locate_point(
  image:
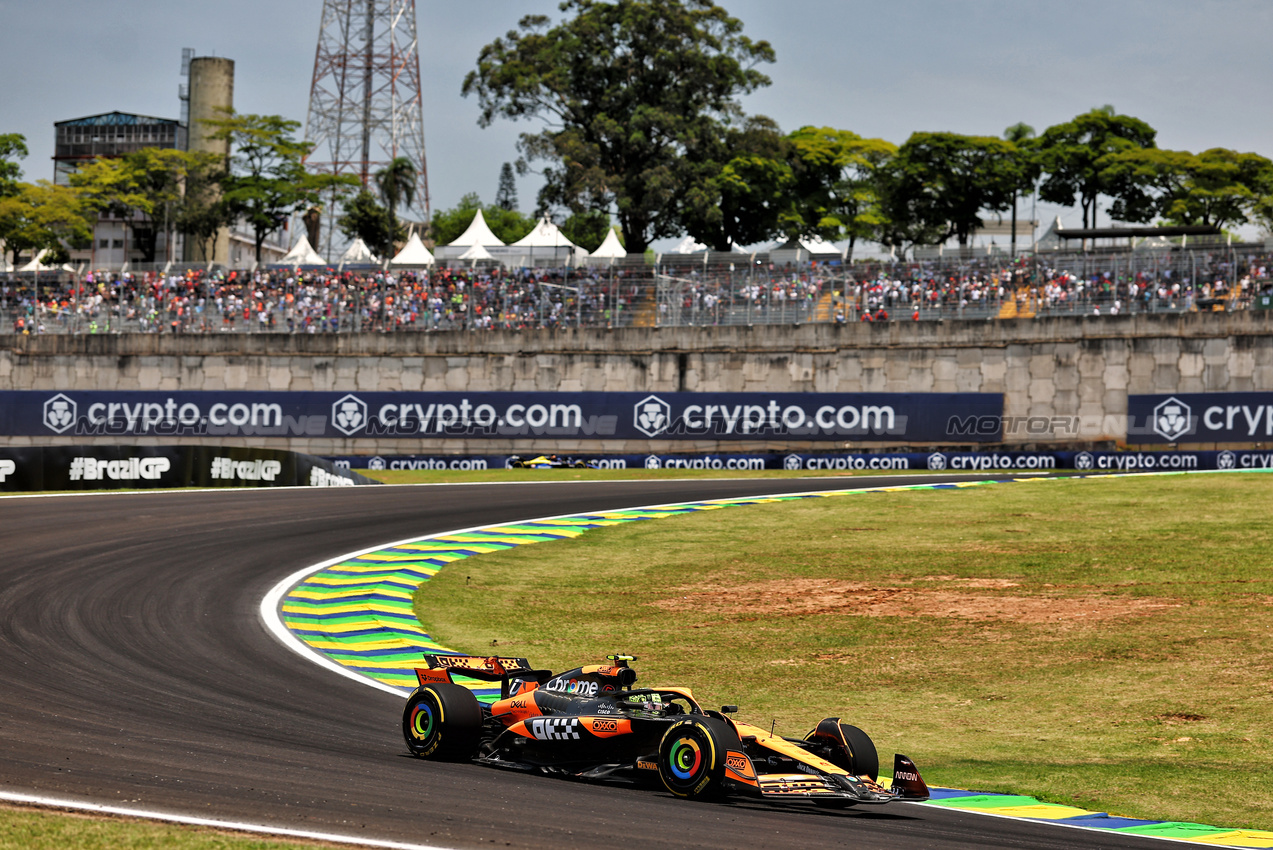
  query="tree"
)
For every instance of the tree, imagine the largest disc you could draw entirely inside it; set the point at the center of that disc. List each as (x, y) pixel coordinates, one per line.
(396, 183)
(508, 225)
(836, 185)
(587, 229)
(148, 190)
(623, 88)
(13, 146)
(1075, 155)
(506, 197)
(266, 180)
(374, 224)
(940, 182)
(1021, 136)
(40, 215)
(735, 183)
(1217, 187)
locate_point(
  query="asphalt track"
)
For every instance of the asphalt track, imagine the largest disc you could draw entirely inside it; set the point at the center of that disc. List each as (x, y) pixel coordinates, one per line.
(135, 671)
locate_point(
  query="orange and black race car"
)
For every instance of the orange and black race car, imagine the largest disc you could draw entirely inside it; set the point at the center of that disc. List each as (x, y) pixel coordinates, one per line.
(591, 723)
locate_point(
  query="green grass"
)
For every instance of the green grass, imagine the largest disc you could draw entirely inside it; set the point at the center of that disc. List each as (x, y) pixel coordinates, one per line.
(43, 830)
(1100, 643)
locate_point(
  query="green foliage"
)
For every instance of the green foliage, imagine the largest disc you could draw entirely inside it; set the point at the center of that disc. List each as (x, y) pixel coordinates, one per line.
(506, 197)
(13, 145)
(367, 220)
(508, 225)
(266, 181)
(1216, 187)
(626, 89)
(735, 183)
(1076, 155)
(836, 185)
(41, 215)
(940, 182)
(587, 229)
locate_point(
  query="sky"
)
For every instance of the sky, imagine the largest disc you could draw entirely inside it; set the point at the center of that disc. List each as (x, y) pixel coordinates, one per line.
(1197, 70)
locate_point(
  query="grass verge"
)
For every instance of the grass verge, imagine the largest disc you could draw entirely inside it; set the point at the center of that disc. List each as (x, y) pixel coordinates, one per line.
(1099, 643)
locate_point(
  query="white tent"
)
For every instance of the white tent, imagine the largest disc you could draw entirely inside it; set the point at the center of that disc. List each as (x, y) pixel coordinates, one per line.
(476, 252)
(545, 234)
(476, 234)
(413, 253)
(358, 255)
(610, 248)
(37, 264)
(302, 255)
(689, 246)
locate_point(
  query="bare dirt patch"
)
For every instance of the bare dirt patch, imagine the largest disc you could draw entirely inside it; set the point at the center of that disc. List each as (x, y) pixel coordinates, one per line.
(965, 599)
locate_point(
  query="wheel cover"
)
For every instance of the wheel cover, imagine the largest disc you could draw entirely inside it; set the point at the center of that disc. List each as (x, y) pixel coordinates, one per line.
(421, 722)
(685, 759)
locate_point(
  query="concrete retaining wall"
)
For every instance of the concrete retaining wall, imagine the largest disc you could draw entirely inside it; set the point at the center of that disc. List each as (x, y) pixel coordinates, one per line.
(1047, 368)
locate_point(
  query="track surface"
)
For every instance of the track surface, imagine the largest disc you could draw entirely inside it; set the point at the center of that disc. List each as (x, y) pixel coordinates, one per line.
(134, 671)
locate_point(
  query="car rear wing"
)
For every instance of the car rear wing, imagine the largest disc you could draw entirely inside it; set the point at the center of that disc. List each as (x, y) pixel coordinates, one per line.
(490, 668)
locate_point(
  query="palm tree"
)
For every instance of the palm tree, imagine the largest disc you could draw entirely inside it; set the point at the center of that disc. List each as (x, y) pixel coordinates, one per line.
(396, 183)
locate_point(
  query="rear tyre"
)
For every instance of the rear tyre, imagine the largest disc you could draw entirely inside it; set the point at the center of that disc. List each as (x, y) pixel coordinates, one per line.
(865, 761)
(691, 757)
(443, 723)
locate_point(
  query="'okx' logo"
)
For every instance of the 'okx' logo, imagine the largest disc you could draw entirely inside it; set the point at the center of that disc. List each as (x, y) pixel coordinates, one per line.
(652, 415)
(1173, 419)
(59, 414)
(349, 415)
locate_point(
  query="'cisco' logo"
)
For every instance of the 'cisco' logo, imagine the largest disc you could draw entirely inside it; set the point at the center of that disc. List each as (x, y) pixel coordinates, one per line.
(1173, 419)
(59, 414)
(652, 415)
(349, 414)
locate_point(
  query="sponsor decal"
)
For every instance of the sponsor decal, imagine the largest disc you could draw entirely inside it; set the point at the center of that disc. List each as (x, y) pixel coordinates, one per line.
(349, 415)
(125, 470)
(1171, 419)
(572, 686)
(652, 415)
(320, 477)
(60, 414)
(555, 728)
(232, 470)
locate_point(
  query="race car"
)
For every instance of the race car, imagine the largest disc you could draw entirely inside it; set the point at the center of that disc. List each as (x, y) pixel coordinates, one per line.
(549, 462)
(592, 723)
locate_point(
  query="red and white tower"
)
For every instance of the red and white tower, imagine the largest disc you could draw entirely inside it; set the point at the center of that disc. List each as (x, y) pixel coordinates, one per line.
(365, 107)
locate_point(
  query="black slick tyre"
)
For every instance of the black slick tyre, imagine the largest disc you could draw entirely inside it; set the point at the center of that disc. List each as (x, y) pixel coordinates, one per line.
(691, 757)
(442, 722)
(865, 759)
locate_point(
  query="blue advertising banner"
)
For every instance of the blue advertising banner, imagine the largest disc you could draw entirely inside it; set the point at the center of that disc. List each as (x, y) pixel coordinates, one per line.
(921, 418)
(1007, 462)
(1201, 418)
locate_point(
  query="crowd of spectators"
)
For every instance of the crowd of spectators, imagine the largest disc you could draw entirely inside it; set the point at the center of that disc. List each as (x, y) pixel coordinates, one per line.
(476, 299)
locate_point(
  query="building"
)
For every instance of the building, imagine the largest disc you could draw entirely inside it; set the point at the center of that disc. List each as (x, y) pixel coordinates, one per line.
(112, 134)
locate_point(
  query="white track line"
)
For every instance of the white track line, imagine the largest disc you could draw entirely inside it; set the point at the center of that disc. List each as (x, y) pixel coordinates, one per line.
(189, 820)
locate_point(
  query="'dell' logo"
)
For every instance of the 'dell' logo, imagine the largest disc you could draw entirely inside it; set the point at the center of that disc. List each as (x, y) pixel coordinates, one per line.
(348, 415)
(59, 414)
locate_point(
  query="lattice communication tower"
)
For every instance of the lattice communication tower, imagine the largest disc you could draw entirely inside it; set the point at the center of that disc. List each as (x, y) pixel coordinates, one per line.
(365, 107)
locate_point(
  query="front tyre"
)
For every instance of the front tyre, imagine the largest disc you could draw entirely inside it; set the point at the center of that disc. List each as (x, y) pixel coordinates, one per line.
(691, 757)
(442, 722)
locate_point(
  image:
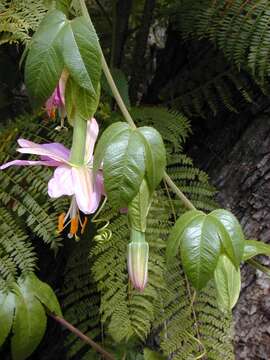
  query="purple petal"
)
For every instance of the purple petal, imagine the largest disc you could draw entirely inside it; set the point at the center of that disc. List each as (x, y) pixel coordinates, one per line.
(86, 197)
(57, 149)
(91, 137)
(29, 163)
(61, 183)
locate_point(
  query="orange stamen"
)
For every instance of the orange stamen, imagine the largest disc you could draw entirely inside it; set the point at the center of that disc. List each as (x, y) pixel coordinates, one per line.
(74, 226)
(61, 222)
(84, 224)
(52, 113)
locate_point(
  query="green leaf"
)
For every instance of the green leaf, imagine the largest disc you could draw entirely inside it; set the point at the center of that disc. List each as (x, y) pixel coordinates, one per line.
(152, 355)
(139, 207)
(108, 136)
(44, 63)
(231, 233)
(7, 306)
(79, 102)
(43, 293)
(155, 156)
(80, 51)
(63, 5)
(29, 323)
(173, 243)
(254, 247)
(227, 282)
(200, 249)
(124, 167)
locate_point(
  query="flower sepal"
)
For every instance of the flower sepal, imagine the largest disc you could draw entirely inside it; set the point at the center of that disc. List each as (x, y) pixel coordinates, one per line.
(138, 253)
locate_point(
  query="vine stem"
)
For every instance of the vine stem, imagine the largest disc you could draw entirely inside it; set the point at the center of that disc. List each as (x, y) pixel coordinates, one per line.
(127, 115)
(82, 336)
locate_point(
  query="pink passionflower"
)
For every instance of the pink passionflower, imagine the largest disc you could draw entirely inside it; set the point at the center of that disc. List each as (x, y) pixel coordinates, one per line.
(68, 179)
(57, 100)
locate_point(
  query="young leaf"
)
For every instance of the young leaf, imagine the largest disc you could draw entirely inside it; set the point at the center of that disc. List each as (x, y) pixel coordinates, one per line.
(139, 207)
(200, 249)
(7, 306)
(155, 156)
(253, 248)
(175, 237)
(108, 136)
(227, 282)
(231, 234)
(44, 293)
(44, 63)
(124, 167)
(79, 102)
(79, 47)
(29, 323)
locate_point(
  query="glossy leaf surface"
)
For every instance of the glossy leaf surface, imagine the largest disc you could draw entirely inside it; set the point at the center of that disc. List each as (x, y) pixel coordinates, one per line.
(254, 247)
(29, 323)
(44, 63)
(173, 244)
(200, 249)
(124, 167)
(108, 136)
(155, 156)
(232, 236)
(139, 207)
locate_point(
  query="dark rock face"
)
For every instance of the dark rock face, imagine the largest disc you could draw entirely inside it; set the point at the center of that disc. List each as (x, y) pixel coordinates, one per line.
(244, 188)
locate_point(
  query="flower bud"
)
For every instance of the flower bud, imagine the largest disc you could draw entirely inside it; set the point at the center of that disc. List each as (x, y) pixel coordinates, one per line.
(138, 264)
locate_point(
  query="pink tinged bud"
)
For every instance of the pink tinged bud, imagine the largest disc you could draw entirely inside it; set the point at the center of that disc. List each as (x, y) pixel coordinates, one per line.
(138, 264)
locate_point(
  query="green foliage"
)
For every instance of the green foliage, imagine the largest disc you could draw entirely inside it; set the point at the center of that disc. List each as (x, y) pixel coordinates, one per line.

---*---

**Given task:**
Pull out every line of the data above that contains the string "wing", matching case exactly.

**The completed task:**
  query="car rear wing"
For every instance of the car rear wing, imagine the largest disc you could draw entirely inside it; set the point at the center of that disc. List each as (x, y) pixel coordinates, one per line.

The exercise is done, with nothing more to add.